## Aufgabe 1
Gib den Abschnitt der Haushaltsrede erneut wieder, beginnend mit „Rede des Vorsitzenden“ und fortlaufend bis „Damen und Herren!“, und tausche dabei „Bürgermeister“ gegen „Oberbürgermeister“ aus.

## Artikel

Rede des Vorsitzenden der FDP Stadtratsfraktion, Manfred van Bahlen,
anlässlich der Verabschiedung des städt. Haushalts 2021 am 06.05.2021

Sehr geehrter Herr Bürgermeister,
werte Ratskolleginnen und Kollegen,
sehr geehrte Damen und Herren!

Zusammen mit dem Kämmerer hat unser neuer BM seinen 1. Haushaltsplan eingebracht, und zwar mit einen kalkulierten Defizit von sage und schreibe 32,2 Mio. €. So ist es halt: Beachtlich höhere Gewerbesteuereinnahmen im Vorjahr führen systembedingt zu einem deutlichen Rückgang der Schlüsselzuweisungen und bringen den Haushalt in Schieflage.
Daher ist eine Betrachtung über den Finanzplanungszeitraum von 2021 bis 2024 von höherem Aussagewert. Und auch dieser sollte uns zu denken geben: Das Gesamtdefizit über diesen Zeitraum hinweg beträgt beim zu verabschiedenden Haushalt 38,3 Mio. €. Allein für 2021 beträgt das Defizit 27,5 Mio. €, wobei coronabedingte Aufwendungen aufgrund der neueren Rechtslage „isoliert“ bzw. herausgerechnet wurden und damit das aktuelle Bild schönen.

Haushalt hat zweifelsohne schon von der Wortbedeutung was mit „haushalten“ zu tun, worunter man eigentlich verstehen sollte, dass mit einem begrenzten Budget auszukommen ist.

## Gespeicherte Datensätze
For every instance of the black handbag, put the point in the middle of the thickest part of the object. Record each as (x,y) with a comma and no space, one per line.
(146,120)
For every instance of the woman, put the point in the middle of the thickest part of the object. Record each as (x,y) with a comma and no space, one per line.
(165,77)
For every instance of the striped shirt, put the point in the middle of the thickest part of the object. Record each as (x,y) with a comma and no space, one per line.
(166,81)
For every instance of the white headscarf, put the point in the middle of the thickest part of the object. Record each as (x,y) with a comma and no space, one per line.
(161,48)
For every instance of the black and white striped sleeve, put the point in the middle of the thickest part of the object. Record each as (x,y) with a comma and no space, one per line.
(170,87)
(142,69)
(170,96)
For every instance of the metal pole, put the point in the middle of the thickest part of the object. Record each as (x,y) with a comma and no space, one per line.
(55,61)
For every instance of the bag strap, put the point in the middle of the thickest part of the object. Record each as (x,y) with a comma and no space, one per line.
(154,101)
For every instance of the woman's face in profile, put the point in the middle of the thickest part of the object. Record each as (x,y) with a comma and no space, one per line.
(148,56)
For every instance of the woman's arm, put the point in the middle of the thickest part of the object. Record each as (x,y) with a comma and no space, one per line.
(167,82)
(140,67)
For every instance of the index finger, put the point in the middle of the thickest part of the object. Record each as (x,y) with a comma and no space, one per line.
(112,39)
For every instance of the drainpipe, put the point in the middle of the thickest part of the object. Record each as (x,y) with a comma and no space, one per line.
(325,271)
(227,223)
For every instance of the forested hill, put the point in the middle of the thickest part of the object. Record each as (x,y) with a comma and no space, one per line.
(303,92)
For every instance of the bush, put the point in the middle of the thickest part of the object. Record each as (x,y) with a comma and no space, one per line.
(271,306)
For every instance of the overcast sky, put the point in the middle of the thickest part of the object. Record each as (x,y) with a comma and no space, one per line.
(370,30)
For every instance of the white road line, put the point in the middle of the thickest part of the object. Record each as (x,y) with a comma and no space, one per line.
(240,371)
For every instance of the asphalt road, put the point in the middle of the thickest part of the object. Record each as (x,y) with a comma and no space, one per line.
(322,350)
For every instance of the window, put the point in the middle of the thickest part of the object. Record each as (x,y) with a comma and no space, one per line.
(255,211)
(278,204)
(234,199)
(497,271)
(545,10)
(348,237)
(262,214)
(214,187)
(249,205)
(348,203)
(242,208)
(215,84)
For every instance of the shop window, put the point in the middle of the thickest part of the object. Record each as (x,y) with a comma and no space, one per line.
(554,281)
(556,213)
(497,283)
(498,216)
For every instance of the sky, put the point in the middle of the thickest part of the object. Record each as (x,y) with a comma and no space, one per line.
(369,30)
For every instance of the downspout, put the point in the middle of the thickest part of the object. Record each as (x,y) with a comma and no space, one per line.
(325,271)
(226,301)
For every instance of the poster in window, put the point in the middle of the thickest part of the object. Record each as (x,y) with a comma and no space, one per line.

## Aufgabe 2
Nenne nur die Anzahl der Zeilen in den Datensätzen, in denen die Zeichenfolge „striped“ vorkommt.

## Richtige Lösung 1
Rede des Vorsitzenden der FDP Stadtratsfraktion, Manfred van Bahlen,
anlässlich der Verabschiedung des städt. Haushalts 2021 am 06.05.2021

Sehr geehrter Herr Oberbürgermeister,
werte Ratskolleginnen und Kollegen,
sehr geehrte Damen und Herren!

## Richtige Lösung 2
2